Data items
START

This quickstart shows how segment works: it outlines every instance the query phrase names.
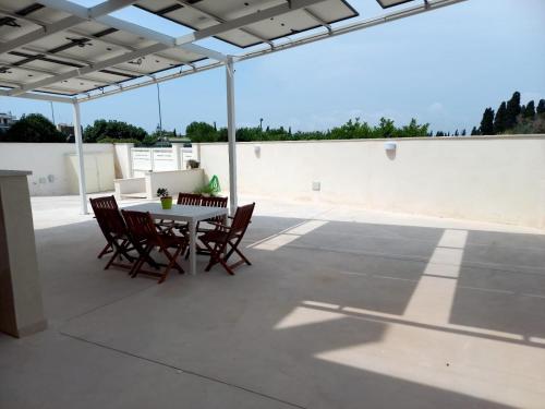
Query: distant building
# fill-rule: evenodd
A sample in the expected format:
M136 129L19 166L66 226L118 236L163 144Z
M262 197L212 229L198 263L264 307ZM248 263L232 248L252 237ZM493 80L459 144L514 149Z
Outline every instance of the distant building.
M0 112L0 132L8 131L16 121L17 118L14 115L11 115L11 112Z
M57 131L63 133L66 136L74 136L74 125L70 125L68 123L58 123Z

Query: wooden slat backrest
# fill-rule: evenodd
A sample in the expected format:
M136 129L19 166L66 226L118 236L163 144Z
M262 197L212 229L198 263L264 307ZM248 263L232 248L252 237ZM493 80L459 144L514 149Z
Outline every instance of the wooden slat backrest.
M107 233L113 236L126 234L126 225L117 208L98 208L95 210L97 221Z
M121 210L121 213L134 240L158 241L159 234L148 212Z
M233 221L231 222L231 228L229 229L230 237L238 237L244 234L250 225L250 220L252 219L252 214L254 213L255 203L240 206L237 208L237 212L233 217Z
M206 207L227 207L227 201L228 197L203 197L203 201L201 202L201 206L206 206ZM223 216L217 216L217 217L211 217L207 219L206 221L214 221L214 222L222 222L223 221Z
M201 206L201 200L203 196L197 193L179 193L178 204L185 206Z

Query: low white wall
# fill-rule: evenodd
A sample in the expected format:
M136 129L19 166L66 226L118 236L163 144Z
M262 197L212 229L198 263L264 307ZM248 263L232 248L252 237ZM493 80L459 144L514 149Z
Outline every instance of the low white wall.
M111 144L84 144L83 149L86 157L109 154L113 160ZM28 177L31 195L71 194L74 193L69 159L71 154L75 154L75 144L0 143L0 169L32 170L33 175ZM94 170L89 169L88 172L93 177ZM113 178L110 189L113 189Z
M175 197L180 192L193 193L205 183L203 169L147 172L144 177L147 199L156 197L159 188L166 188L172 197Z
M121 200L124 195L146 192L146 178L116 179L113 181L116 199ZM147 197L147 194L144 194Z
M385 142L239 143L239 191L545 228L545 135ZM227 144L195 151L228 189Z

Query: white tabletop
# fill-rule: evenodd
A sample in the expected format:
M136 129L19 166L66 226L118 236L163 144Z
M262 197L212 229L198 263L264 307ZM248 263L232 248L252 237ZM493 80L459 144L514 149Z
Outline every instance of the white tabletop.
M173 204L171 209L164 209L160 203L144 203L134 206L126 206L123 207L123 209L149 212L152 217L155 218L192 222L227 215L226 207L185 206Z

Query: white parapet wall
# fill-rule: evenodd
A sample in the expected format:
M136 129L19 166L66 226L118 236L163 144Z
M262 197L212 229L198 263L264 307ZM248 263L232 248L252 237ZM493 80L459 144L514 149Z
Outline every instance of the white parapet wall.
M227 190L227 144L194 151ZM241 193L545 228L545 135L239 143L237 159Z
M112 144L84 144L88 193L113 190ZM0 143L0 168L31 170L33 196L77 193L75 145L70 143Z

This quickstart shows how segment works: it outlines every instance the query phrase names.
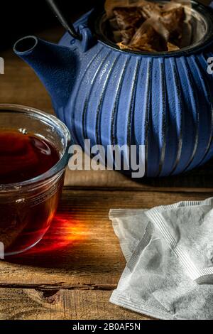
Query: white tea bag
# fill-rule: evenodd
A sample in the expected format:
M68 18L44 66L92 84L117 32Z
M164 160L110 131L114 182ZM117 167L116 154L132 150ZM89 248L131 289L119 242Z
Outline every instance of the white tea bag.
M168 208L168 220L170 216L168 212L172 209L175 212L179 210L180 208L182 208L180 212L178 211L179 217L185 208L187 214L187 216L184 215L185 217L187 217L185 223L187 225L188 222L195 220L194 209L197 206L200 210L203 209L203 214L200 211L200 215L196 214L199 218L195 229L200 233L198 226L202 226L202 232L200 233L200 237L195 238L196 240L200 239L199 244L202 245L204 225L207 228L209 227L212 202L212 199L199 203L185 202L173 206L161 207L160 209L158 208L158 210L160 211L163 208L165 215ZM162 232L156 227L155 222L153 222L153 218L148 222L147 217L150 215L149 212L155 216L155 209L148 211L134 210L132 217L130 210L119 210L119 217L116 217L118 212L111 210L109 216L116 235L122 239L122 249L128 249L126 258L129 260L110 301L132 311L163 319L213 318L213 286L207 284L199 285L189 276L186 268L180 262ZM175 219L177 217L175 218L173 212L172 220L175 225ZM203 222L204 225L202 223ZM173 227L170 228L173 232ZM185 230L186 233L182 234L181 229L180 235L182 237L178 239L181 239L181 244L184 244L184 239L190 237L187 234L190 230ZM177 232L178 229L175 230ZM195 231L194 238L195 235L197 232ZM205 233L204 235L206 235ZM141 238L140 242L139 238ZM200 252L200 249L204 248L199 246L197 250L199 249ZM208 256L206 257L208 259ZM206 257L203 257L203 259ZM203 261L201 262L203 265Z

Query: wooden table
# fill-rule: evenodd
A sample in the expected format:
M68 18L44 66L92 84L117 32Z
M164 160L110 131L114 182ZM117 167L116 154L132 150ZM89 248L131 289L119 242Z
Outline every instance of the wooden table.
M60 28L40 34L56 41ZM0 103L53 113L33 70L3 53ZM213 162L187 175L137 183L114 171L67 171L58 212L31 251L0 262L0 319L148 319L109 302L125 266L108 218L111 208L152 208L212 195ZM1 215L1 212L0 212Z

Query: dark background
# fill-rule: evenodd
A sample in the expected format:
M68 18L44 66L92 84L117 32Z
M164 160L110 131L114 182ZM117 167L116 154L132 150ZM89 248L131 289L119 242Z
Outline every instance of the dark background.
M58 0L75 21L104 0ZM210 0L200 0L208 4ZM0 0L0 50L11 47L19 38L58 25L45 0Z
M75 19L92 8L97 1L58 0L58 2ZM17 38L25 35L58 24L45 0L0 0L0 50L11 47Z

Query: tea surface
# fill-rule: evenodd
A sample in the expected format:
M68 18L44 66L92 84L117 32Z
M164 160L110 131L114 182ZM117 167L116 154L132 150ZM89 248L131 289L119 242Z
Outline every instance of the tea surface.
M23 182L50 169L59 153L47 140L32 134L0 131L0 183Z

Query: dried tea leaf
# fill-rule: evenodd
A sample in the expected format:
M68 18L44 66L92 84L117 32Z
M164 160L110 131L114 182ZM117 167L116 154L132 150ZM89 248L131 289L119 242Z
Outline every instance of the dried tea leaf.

END

**SET EXERCISE:** Copy the items word for word, starting at the very beginning and stopping after the line that contains "M385 142L239 143L239". Leave the pictures out of your copy.

**COMPLETE ANSWER:**
This quickstart shows how segment works: it outlines every instance the query phrase names.
Query: distant building
# fill-rule: evenodd
A sample in the expected format:
M136 129L19 166L66 226L118 236L163 144Z
M262 197L212 229L198 263L264 307ZM248 263L232 248L252 237ZM493 80L459 144L514 149Z
Outline every instance of the distant building.
M0 112L0 132L8 131L16 121L17 118L14 115L11 115L11 112Z
M57 131L63 133L66 136L74 136L74 125L70 125L68 123L58 123Z

Query: wooden slat backrest
# fill-rule: evenodd
A sample in the expected format:
M136 129L19 166L66 226L118 236L163 144Z
M262 197L212 229L198 263L264 307ZM248 263L232 248L252 237ZM493 80L459 144L514 149Z
Outline every instance of the wooden slat backrest.
M107 233L113 236L126 234L126 225L117 208L98 208L95 210L97 221Z
M121 210L121 213L134 240L158 241L159 234L148 212Z
M233 221L231 222L231 228L229 229L230 237L238 237L244 234L250 225L250 220L252 219L252 214L254 213L255 203L240 206L237 208L237 212L233 217Z
M206 207L227 207L227 201L228 197L203 197L203 201L201 202L201 206L206 206ZM223 216L217 216L217 217L211 217L207 219L206 221L214 221L214 222L222 222L223 221Z
M201 206L201 200L203 196L197 193L179 193L178 204L185 206Z

Query: low white wall
# fill-rule: evenodd
A sample in the expected format:
M136 129L19 166L66 226L118 236L163 144Z
M262 197L212 229L198 263L264 307ZM248 263L232 248L252 237ZM493 80L459 144L514 149Z
Outline every instance of the low white wall.
M111 144L84 144L83 149L86 157L109 154L113 160ZM28 177L31 195L71 194L74 193L69 159L71 154L75 154L75 144L0 143L0 169L32 170L33 175ZM94 170L89 169L88 172L93 177ZM113 178L110 189L113 189Z
M175 197L180 192L193 193L205 183L203 169L147 172L144 177L147 199L156 197L159 188L166 188L172 197Z
M121 200L124 195L146 192L146 178L116 179L113 181L116 199ZM147 197L147 194L144 194Z
M385 142L239 143L239 191L545 228L545 135ZM227 144L195 151L228 189Z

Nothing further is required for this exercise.